Rewrite every line of the items below, from the line containing "Note: spot the red" up to and including the last line, requests too, with 16 added to each coordinate in the answers.

Listing:
------------

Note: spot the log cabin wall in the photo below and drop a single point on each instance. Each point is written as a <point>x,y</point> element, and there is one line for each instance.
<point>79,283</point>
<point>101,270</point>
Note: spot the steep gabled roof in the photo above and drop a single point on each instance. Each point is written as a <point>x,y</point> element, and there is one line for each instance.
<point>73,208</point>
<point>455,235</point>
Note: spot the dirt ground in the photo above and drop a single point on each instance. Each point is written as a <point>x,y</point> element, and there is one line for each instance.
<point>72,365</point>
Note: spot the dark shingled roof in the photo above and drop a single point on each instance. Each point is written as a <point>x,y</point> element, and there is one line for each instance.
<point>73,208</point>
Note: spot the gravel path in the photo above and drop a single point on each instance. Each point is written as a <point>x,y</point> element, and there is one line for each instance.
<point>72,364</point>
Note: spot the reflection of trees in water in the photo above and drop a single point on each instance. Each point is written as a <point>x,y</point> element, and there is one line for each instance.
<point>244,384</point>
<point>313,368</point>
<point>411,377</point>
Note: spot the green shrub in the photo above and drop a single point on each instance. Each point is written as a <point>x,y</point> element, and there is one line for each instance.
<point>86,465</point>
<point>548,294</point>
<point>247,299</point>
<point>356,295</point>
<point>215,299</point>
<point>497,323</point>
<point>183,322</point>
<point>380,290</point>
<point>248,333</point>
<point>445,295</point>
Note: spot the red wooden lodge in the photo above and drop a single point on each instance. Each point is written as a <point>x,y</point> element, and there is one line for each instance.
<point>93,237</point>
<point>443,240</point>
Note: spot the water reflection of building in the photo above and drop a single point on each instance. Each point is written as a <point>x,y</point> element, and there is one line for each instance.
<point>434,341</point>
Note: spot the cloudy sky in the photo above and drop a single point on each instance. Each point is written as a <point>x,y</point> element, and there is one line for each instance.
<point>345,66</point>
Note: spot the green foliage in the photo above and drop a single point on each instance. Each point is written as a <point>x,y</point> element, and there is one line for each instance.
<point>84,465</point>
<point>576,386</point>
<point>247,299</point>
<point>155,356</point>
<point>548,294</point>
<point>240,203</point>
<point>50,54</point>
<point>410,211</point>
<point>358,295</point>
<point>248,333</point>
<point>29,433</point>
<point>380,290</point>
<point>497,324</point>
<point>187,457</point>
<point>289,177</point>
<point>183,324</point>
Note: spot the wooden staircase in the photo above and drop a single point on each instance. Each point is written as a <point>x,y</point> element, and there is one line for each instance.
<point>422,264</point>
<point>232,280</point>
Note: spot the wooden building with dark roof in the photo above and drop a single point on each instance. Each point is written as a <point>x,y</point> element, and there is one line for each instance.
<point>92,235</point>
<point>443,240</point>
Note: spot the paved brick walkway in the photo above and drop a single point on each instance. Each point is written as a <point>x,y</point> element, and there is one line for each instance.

------------

Problem solution:
Note: spot the red wooden lodge in the photo above and drop a single point on each instance. Each point is written as a <point>x,y</point> element, and there is one line for each instance.
<point>109,253</point>
<point>459,256</point>
Note: spot the water reflection of building in the photo above and drop a single point on each instance. Each point is written as a <point>x,y</point> element, and there is one line for each instance.
<point>450,357</point>
Note: spot the cloudy sky in the photo above and drop a single point on each instance. Each point is written as a <point>x,y</point> element, and there is one line for each instance.
<point>361,82</point>
Note: spot the green foliage in the photo above and drop a single point on each instance. Each point is written as a <point>x,y</point> element, and there is one line for each instance.
<point>100,481</point>
<point>592,402</point>
<point>263,315</point>
<point>171,372</point>
<point>564,310</point>
<point>256,219</point>
<point>66,70</point>
<point>426,227</point>
<point>374,311</point>
<point>264,349</point>
<point>45,449</point>
<point>396,306</point>
<point>513,340</point>
<point>203,473</point>
<point>305,193</point>
<point>199,340</point>
Note: spot the wooden staircase in the photo above and drop a single point on each instance. Each point is written as a <point>x,y</point> element, and there is one line for each instance.
<point>438,280</point>
<point>248,296</point>
Note: spot the wooden building with dark roof in the photo above and drop a single point on each instance. Each point is written as a <point>x,y</point> element, and there is one line for each instance.
<point>108,251</point>
<point>459,256</point>
Note: spot the paved brick walkway in the photo above and drop a single point on each instance. Each point is written as a <point>x,y</point> element, and there is one line for each instance.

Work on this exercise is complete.